* **AIM OF THE EXERCISE**
Reproduce the stretch from the line containing "Practice step: point out every instance of the name" through the line containing "pixel 182 291", both lines included, with each coordinate value in the answers scaled by 0.95 and rounded to the nearest whole number, halves rounding up. Give only those lines.

Items that point to named objects

::::::::

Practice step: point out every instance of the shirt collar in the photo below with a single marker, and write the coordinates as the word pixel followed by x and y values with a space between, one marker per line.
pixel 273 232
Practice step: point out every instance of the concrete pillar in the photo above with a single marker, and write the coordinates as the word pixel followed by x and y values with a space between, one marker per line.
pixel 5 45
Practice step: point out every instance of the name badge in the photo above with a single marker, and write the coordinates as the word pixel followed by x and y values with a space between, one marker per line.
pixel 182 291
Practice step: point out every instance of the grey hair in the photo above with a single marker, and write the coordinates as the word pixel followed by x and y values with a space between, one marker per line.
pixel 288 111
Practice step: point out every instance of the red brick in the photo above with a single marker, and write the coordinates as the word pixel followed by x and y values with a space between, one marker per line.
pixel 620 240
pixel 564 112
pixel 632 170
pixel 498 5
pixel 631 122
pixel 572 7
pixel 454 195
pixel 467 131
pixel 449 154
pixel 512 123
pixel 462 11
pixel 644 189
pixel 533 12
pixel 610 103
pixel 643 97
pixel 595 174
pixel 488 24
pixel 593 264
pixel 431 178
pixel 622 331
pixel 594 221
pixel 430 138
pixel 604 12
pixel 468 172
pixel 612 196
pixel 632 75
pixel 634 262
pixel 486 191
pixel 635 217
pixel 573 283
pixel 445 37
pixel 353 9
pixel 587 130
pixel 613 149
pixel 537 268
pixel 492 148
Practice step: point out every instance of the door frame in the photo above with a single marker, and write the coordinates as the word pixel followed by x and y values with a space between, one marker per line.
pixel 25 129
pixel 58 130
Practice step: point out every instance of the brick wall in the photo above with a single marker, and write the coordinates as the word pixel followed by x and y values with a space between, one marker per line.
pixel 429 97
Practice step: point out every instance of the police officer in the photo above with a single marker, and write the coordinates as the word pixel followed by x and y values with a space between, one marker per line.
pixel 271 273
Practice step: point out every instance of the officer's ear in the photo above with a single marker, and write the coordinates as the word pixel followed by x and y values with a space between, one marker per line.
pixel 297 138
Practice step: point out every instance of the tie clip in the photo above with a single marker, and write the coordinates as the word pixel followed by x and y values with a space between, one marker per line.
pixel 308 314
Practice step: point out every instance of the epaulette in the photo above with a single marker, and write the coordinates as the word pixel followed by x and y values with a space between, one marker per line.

::::::::

* **EXPECTED ANSWER**
Practice step: point out every instance of the name badge in the photo above with a single marker, and write the coordinates as the word pixel followed by x and y values with a space between, one marker per line.
pixel 173 276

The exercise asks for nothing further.